### [Task requirements]
Retype word for word the passage from the article on Pakistan's elections below, starting with the words containing "All predictions about" and ending with "a safe exit.".

══ Text ══

Have elections strengthened our centrifugal forces?
“Pakistan Struggles For Survival – Religious Warfare and Economic Chaos Threaten the Survival of this Nation,” wrote LIFE magazine in January 1948, five months after the country’s creation. Sixty-five years on, all those problems persist with many new ones added. Pakistan is still struggling for survival. The list is long. Hope being unrequited because their leaders haven’t delivered, a sleeping giant is waking up. It is the people.
All predictions about the May 11 elections came wrong. How did Nawaz Sharif’s PML-N win so big and Imran Khan’s PTI so little? The tsunami turned out to be a splash but not for the right reasons. The PML-N’s performance in Punjab, while wanting, stood out much better than the performance of the PPP-led Sindh government. People were wondering why the PPP was not campaigning in the Punjab and yet President Asif Zardari seemed so serene. Protection being Zardari’s prime concern, perhaps there was an understanding between him and Nawaz that the PPP won’t campaign in the Punjab and leave the field open for the PML-N provided that Zardari is either given another presidential term or a safe exit.
Rich and poor, the incorrigibly optimistic people of Pakistan had so much hope in the May 11 elections that even the elite and their children came out to vote for once. But their hopes were dashed because of large-scale electoral fraud and rigging. Witness the beauty of democracy:
1. Elections Commission officials not turning up on time and delaying polling, often by 6-7 hours because they were threatened.

═══
══ Listing ══

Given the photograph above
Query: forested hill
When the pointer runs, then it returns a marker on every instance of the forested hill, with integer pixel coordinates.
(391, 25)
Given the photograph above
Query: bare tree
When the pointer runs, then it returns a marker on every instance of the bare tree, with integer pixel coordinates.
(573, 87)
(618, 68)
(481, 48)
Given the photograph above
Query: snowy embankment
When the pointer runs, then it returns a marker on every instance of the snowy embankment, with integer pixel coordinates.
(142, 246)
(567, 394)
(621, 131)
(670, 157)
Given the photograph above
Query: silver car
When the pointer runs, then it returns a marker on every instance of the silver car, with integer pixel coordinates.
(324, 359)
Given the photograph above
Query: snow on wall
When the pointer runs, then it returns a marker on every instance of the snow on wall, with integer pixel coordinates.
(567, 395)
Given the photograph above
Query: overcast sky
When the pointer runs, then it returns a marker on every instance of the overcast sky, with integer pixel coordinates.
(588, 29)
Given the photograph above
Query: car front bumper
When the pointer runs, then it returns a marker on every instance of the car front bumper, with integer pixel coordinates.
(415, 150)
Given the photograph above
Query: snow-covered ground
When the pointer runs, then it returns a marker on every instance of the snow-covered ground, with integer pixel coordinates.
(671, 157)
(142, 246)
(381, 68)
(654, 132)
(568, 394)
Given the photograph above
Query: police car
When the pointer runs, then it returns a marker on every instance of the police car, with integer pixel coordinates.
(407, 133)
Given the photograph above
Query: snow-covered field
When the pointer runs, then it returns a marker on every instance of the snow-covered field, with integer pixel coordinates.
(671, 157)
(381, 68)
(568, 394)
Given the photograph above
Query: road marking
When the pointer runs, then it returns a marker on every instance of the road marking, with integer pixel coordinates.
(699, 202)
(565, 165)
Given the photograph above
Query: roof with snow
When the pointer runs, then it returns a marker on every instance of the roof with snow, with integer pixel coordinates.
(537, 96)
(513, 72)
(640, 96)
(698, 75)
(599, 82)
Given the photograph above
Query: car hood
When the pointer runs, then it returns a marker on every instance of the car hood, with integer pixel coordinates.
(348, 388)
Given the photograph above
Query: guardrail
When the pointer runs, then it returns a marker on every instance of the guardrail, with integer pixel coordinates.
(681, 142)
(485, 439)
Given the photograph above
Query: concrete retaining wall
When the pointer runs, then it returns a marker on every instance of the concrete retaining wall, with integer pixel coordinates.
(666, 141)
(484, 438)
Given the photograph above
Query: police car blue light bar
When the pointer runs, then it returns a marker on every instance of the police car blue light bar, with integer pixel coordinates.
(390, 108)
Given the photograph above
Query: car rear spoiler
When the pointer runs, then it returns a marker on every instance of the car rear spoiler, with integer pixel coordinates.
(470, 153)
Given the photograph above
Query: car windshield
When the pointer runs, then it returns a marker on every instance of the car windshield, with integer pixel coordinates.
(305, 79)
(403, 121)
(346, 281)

═══

### [Result]
All predictions about the May 11 elections came wrong. How did Nawaz Sharif’s PML-N win so big and Imran Khan’s PTI so little? The tsunami turned out to be a splash but not for the right reasons. The PML-N’s performance in Punjab, while wanting, stood out much better than the performance of the PPP-led Sindh government. People were wondering why the PPP was not campaigning in the Punjab and yet President Asif Zardari seemed so serene. Protection being Zardari’s prime concern, perhaps there was an understanding between him and Nawaz that the PPP won’t campaign in the Punjab and leave the field open for the PML-N provided that Zardari is either given another presidential term or a safe exit.